**What is needed:**
Reproduce every line below in full, offsetting each bounding-box coordinate in the results by 22.

**Information supplied:**
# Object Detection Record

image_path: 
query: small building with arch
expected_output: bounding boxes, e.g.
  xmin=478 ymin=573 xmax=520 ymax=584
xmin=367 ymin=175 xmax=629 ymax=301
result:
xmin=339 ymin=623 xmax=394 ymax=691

**Result below:**
# Object Detection Record

image_path: 
query: small building with arch
expected_output: bounding boxes, e.g.
  xmin=478 ymin=573 xmax=520 ymax=584
xmin=367 ymin=175 xmax=629 ymax=301
result:
xmin=361 ymin=645 xmax=416 ymax=713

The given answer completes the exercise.